# Exercise details
Line by line, copy the material below exactly as given.

# Source data
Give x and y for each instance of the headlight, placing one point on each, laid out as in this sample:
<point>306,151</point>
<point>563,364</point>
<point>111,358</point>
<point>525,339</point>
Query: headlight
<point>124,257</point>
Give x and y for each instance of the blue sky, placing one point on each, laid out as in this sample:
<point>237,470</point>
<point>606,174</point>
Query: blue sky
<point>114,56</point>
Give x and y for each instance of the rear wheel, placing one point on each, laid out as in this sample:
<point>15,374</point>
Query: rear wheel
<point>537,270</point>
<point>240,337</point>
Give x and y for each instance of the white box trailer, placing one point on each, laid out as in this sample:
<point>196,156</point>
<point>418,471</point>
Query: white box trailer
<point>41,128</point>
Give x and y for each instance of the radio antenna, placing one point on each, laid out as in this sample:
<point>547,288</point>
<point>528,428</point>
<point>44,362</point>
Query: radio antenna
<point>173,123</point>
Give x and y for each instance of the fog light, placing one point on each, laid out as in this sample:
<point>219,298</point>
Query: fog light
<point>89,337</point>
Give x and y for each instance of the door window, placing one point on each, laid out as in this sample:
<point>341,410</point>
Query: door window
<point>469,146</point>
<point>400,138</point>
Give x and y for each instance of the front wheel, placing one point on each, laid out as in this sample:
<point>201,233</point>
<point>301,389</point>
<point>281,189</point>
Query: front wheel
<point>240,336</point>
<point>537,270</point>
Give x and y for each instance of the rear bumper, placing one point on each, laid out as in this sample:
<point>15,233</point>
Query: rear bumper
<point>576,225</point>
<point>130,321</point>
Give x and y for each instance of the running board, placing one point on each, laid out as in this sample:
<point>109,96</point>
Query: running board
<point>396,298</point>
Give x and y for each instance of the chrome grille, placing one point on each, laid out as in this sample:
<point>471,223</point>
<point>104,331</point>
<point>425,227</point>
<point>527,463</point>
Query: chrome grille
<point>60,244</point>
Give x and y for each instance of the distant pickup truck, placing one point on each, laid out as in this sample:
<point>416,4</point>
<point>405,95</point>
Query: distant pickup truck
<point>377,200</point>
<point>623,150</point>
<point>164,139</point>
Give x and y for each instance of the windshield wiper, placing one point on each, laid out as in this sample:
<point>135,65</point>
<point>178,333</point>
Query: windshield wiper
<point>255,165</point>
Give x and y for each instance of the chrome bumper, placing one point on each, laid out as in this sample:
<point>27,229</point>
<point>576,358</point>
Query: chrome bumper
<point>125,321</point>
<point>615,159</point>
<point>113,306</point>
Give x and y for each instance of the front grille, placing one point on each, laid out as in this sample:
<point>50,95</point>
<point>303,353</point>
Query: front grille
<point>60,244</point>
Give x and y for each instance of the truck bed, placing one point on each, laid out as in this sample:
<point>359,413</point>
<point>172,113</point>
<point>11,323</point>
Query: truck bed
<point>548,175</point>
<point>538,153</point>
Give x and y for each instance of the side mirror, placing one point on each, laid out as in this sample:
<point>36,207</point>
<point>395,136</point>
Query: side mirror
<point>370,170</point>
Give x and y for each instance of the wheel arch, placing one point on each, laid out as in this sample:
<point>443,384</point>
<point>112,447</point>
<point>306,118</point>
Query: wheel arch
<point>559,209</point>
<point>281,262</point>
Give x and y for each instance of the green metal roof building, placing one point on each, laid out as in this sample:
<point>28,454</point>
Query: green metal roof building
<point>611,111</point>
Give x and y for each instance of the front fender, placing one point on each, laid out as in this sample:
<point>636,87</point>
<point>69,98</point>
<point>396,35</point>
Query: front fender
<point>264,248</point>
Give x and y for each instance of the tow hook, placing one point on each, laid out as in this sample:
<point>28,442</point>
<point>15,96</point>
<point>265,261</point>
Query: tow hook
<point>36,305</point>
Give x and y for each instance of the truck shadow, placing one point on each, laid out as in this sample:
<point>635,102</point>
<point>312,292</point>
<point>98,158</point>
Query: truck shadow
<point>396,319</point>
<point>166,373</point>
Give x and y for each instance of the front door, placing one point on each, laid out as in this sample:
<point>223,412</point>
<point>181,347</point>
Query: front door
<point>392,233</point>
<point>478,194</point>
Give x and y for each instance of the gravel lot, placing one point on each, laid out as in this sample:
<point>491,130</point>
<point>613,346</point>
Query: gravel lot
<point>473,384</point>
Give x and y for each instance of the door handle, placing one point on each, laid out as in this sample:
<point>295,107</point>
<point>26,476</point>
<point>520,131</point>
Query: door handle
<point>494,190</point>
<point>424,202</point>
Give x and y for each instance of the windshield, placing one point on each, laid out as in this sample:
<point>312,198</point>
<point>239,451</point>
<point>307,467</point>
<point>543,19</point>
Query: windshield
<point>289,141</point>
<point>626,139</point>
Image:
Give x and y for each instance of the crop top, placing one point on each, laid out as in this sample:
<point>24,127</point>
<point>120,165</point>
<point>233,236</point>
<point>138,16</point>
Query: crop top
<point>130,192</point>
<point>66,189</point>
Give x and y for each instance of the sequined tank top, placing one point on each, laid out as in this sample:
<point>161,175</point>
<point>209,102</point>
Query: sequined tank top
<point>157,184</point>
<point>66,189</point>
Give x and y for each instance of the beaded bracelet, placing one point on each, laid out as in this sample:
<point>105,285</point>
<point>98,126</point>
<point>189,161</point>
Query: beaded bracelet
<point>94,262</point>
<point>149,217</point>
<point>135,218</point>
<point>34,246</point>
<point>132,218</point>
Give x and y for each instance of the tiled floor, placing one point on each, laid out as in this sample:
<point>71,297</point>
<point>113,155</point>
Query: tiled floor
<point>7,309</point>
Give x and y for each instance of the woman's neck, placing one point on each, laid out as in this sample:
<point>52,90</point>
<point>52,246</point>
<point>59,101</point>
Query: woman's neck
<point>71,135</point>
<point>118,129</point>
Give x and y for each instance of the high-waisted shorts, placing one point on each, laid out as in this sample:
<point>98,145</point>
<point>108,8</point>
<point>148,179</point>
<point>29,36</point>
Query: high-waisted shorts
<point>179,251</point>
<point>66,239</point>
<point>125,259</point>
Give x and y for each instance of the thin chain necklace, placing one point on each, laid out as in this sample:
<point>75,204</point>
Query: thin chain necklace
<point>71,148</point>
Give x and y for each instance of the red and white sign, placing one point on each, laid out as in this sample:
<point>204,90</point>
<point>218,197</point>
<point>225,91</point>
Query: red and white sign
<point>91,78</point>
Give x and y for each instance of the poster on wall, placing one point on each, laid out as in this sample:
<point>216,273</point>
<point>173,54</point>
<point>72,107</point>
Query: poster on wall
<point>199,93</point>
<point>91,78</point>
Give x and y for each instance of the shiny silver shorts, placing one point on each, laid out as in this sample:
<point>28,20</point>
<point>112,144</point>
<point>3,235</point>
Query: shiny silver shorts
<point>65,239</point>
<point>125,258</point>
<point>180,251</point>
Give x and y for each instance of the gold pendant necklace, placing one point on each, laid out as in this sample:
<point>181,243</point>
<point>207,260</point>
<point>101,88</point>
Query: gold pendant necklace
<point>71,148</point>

# Response to this task
Give x and y for each instance of the headlight, placing one point on each, laid out as in this sample:
<point>306,151</point>
<point>563,364</point>
<point>111,358</point>
<point>525,339</point>
Query: headlight
<point>124,257</point>
Give x and y for each instance of the blue sky, placing one point on each, laid out as in this sample:
<point>237,470</point>
<point>606,174</point>
Query: blue sky
<point>114,56</point>
Give x and y for each instance of the rear wheel, placing one point on each, laid out as in this sample:
<point>15,374</point>
Query: rear wheel
<point>537,270</point>
<point>240,337</point>
Give x and y for each instance of the white box trailer, placing one point on each, laid out as in this sample:
<point>196,156</point>
<point>418,471</point>
Query: white box trailer
<point>41,128</point>
Give x and y for each instance of the radio antenna, placing one point on each, laid out as in this sample:
<point>547,288</point>
<point>528,428</point>
<point>44,362</point>
Query: radio antenna
<point>173,123</point>
Give x and y for each instance of the fog light, placing one point on each, laid out as in this sample:
<point>219,298</point>
Query: fog light
<point>89,337</point>
Give x and y for each instance of the door window, placing one point on each, laid out as in this sample:
<point>341,410</point>
Query: door window
<point>469,146</point>
<point>400,138</point>
Give x and y for each instance of the front wheel, placing one point on each, laid out as in this sample:
<point>201,233</point>
<point>301,389</point>
<point>281,189</point>
Query: front wheel
<point>240,336</point>
<point>537,270</point>
Give x and y for each instance of the rear bumper, placing one point on each, laid out as in this sample:
<point>15,233</point>
Query: rear bumper
<point>576,225</point>
<point>130,321</point>
Give x and y for each instance of the running board, placing one point on each, laid out as in this sample:
<point>109,96</point>
Query: running board
<point>396,298</point>
Give x and y for each instance of the chrome grille, placing one point on each, laid out as in this sample:
<point>471,223</point>
<point>104,331</point>
<point>425,227</point>
<point>527,463</point>
Query: chrome grille
<point>60,244</point>
Give x and y for each instance of the distant pickup truck, placing one point on each, laid out as in this sample:
<point>416,4</point>
<point>405,95</point>
Query: distant pickup truck
<point>377,200</point>
<point>623,150</point>
<point>164,139</point>
Give x and y for each instance of the windshield wiper, placing one point on each, laid out as in this sample:
<point>135,65</point>
<point>178,333</point>
Query: windshield wiper
<point>255,165</point>
Give x and y for each instance of the chrome bumper, placing one point on each, laid out as in this sample:
<point>27,229</point>
<point>576,358</point>
Query: chrome bumper
<point>125,321</point>
<point>615,159</point>
<point>113,306</point>
Give x and y for each instance of the front grille, placing one point on each, laid out as in this sample:
<point>50,95</point>
<point>303,353</point>
Query: front grille
<point>60,244</point>
Give x and y for each instance of the truck bed, placing one point on each, laid out as in this sample:
<point>359,413</point>
<point>172,113</point>
<point>11,323</point>
Query: truck bed
<point>548,175</point>
<point>538,153</point>
Give x and y for each instance of the side mirror, placing one point on each, laid out as in this sample:
<point>36,207</point>
<point>395,136</point>
Query: side mirror
<point>370,170</point>
Give x and y for each instance of the wheel arch, placing one point on each, laid out as in this sample:
<point>443,384</point>
<point>112,447</point>
<point>306,118</point>
Query: wheel arch
<point>559,209</point>
<point>281,262</point>
Give x and y for each instance of the green metal roof building, placing one point on each, laid out as in this sample:
<point>28,454</point>
Query: green metal roof building
<point>611,111</point>
Give x and y for each instance of the front fender, placing one point on each, laid out as in this sample:
<point>636,87</point>
<point>69,98</point>
<point>396,35</point>
Query: front fender
<point>264,248</point>
Give x and y for each instance of the tow hook, placing one point on each, laid out as in this sample:
<point>28,442</point>
<point>15,96</point>
<point>265,261</point>
Query: tow hook
<point>36,305</point>
Give x and y for each instance of the truck shadow, placing one point on each, laid out as in this sample:
<point>635,102</point>
<point>312,292</point>
<point>98,158</point>
Query: truck shadow
<point>396,319</point>
<point>166,373</point>
Give x and y for each instance of the front door, placing one point on each, laid out as in this sample:
<point>223,412</point>
<point>181,347</point>
Query: front door
<point>392,233</point>
<point>478,194</point>
Give x and y for each instance of the gravel lot, placing one point on each, laid out as in this sample:
<point>491,130</point>
<point>613,346</point>
Query: gravel lot
<point>473,384</point>
Give x and y for each instance of the door handle, placing one point on each, laid out as in this sample:
<point>295,107</point>
<point>26,476</point>
<point>520,131</point>
Query: door handle
<point>494,190</point>
<point>424,202</point>
Give x and y for each instance of the windshield, placing one point on each, laid out as in this sample:
<point>312,198</point>
<point>239,451</point>
<point>307,467</point>
<point>543,19</point>
Query: windshield
<point>289,141</point>
<point>626,139</point>
Image:
Give x and y for each instance of the crop top, placing one point on each, laid out as in this sample:
<point>24,127</point>
<point>120,165</point>
<point>233,236</point>
<point>138,16</point>
Query: crop top
<point>130,192</point>
<point>66,189</point>
Give x and y for each instance of the sequined tank top, placing one point on each, laid out as in this sample:
<point>161,175</point>
<point>209,102</point>
Query: sequined tank top
<point>157,184</point>
<point>66,189</point>
Give x and y for each instance of the beaded bracelet, placing one point on each, laid out as in this sample:
<point>105,285</point>
<point>98,126</point>
<point>189,161</point>
Query: beaded bracelet
<point>94,262</point>
<point>149,217</point>
<point>135,218</point>
<point>34,246</point>
<point>132,218</point>
Give x and y for each instance of the tiled floor, placing one point on each, laid out as in this sample:
<point>71,297</point>
<point>113,155</point>
Query: tiled floor
<point>7,309</point>
Give x and y for each instance of the woman's neck, placing one point on each, laid out as in this sample:
<point>52,90</point>
<point>52,246</point>
<point>59,101</point>
Query: woman's neck
<point>71,135</point>
<point>118,129</point>
Give x and y for each instance of the high-waisted shorts, placing one point on each, laid out as in this sample:
<point>98,145</point>
<point>108,8</point>
<point>148,179</point>
<point>29,36</point>
Query: high-waisted shorts
<point>179,251</point>
<point>66,239</point>
<point>125,259</point>
Give x and y for each instance of the thin chain necklace, placing one point on each, laid out as in this sample:
<point>75,204</point>
Query: thin chain necklace
<point>71,148</point>
Give x and y for each instance of the red and white sign, placing one point on each, laid out as in this sample:
<point>204,90</point>
<point>218,197</point>
<point>225,91</point>
Query: red and white sign
<point>91,78</point>
Give x and y for each instance of the poster on wall, placing one point on each, laid out as in this sample:
<point>216,273</point>
<point>173,54</point>
<point>72,107</point>
Query: poster on wall
<point>199,93</point>
<point>91,78</point>
Give x and y for each instance of the shiny silver shorts, placing one point on each, laid out as in this sample:
<point>28,20</point>
<point>112,144</point>
<point>3,235</point>
Query: shiny silver shorts
<point>65,239</point>
<point>125,258</point>
<point>180,251</point>
Give x and y for each instance of the gold pendant necklace, placing one point on each, laid out as in this sample:
<point>181,243</point>
<point>207,260</point>
<point>101,88</point>
Query: gold pendant necklace
<point>71,148</point>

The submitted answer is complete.